_SOURCE RECORDS_
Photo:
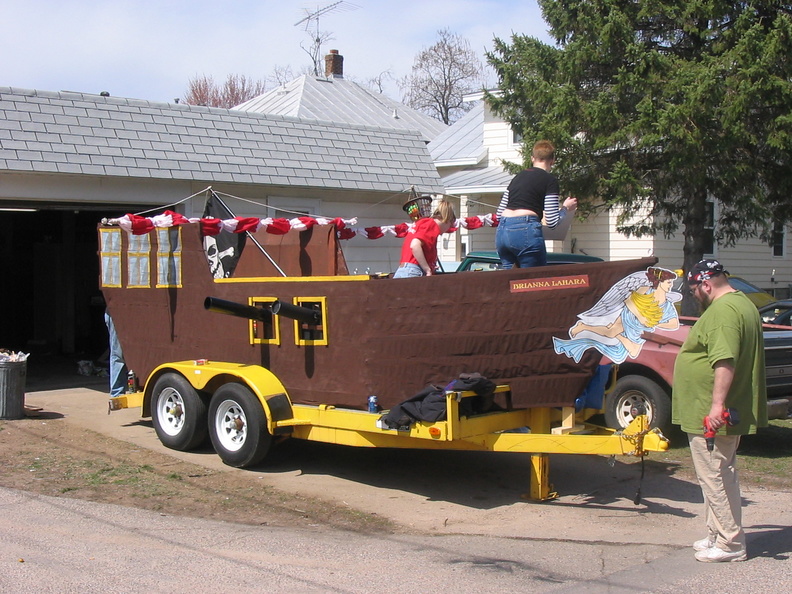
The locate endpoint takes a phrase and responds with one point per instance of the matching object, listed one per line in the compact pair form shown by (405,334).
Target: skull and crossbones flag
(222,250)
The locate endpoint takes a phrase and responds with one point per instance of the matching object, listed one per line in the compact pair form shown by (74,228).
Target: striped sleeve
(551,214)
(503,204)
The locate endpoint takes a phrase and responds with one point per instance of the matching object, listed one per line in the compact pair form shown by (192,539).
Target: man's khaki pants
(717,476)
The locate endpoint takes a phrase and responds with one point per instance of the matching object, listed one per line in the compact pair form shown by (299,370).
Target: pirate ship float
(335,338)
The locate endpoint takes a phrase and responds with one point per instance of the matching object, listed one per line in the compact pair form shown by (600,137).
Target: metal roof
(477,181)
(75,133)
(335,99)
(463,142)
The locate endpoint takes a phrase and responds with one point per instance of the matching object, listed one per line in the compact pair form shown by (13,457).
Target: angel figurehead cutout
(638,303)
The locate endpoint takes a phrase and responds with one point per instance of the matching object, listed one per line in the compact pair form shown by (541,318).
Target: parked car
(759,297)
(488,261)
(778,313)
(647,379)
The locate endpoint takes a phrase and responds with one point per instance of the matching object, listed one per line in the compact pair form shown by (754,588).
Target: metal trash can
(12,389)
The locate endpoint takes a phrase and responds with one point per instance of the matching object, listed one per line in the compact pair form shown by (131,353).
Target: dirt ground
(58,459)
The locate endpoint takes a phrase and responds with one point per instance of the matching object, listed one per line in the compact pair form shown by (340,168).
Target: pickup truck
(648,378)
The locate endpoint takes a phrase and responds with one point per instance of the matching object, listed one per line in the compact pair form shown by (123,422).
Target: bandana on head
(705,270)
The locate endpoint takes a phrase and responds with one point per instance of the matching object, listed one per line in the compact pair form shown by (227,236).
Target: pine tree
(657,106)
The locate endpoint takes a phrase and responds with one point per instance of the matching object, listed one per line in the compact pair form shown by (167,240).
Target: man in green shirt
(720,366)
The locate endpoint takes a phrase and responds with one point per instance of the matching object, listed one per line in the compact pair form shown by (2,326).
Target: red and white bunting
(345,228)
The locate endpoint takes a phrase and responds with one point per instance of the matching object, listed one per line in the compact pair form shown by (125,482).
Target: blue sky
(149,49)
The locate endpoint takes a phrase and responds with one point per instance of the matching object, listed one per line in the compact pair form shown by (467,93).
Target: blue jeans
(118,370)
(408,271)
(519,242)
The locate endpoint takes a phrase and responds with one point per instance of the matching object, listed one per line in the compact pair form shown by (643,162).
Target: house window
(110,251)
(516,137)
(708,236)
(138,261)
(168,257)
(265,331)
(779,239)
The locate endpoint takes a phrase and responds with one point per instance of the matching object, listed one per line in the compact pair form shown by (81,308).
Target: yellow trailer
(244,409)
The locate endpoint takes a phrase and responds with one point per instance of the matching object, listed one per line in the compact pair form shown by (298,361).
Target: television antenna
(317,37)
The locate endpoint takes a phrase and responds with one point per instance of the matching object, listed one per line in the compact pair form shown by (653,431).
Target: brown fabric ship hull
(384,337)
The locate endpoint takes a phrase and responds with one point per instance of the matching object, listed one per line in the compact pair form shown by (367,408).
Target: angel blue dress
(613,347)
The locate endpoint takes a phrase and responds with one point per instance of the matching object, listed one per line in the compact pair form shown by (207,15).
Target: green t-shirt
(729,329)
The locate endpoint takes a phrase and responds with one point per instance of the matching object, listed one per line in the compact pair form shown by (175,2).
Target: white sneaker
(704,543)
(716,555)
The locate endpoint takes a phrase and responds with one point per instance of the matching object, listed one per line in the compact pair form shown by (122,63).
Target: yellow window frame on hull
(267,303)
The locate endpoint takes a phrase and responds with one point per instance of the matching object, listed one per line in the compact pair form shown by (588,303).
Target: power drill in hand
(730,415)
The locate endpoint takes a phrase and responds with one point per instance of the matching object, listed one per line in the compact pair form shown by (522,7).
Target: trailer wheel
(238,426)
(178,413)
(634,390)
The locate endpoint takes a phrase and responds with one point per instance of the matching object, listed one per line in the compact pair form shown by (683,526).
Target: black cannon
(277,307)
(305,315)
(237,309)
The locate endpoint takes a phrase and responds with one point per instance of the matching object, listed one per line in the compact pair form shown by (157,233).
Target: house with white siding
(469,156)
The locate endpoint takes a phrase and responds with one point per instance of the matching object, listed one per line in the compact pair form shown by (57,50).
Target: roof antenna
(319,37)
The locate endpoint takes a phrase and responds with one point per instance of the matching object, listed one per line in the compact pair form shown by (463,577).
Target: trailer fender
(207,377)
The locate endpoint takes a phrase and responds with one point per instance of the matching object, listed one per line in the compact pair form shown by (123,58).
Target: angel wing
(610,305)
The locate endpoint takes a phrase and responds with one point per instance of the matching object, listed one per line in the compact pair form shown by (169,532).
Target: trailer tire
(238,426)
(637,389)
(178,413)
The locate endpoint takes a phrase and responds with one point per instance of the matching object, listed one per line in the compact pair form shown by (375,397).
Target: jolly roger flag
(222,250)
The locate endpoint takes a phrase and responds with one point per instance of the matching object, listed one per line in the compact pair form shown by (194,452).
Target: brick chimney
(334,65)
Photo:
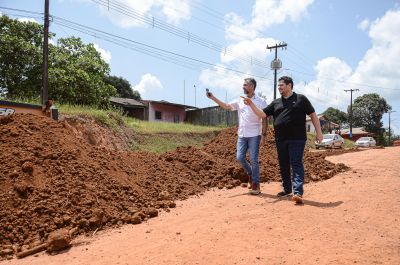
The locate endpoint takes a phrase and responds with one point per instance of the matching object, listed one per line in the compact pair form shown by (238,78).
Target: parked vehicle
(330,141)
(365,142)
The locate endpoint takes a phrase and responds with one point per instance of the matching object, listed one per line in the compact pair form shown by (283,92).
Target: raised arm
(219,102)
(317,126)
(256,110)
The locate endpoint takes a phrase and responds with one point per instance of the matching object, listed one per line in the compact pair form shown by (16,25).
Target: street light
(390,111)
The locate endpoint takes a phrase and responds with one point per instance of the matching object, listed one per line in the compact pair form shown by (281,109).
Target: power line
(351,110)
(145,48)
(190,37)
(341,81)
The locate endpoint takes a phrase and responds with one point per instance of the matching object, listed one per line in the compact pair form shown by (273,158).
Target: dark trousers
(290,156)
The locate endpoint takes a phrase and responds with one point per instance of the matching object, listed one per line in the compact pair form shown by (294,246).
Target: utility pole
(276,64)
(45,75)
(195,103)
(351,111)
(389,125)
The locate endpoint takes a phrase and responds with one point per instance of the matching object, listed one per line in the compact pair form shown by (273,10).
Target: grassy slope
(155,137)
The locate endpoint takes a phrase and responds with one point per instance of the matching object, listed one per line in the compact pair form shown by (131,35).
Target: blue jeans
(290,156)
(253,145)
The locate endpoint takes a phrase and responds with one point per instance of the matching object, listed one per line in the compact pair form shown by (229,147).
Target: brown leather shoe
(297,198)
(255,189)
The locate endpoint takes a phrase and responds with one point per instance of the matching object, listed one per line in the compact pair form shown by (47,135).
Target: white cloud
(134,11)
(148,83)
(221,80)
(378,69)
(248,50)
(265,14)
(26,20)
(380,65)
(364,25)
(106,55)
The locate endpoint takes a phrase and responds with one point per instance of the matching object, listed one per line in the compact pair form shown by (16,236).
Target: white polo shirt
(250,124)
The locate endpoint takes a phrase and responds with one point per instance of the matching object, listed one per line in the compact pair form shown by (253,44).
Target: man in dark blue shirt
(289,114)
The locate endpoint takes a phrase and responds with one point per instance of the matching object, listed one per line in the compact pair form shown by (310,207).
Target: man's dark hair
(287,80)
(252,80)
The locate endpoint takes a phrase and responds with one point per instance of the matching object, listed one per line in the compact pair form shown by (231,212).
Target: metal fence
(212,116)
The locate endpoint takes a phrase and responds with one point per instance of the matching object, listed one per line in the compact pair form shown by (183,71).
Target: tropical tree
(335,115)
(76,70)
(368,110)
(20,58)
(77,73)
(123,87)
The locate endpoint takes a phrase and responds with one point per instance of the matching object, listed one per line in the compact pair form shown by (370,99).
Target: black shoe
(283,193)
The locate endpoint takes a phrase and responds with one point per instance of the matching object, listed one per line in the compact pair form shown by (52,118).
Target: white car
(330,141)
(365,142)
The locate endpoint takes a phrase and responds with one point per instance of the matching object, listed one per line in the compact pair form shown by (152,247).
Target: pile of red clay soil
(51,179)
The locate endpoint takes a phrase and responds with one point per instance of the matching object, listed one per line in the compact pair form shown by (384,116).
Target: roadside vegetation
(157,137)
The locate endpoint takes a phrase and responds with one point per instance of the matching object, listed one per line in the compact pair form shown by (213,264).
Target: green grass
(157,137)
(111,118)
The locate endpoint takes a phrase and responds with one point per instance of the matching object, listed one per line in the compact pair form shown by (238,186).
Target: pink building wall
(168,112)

_WORK INSTRUCTION_
Nothing but the lines from the one with "shown by (213,264)." through the last line of the data should appear; print them exactly.

_REPLY_
The locate endpoint takes a phrase and responds with one point per instance of the matching object, listed one per line in the compact pair form shown by (213,264).
Target: green grass
(157,137)
(111,118)
The locate endpoint takes a phrase and responds with one point per instance of the matching object, listed one per line in the compact pair form shown by (238,186).
Target: pink building wall
(168,112)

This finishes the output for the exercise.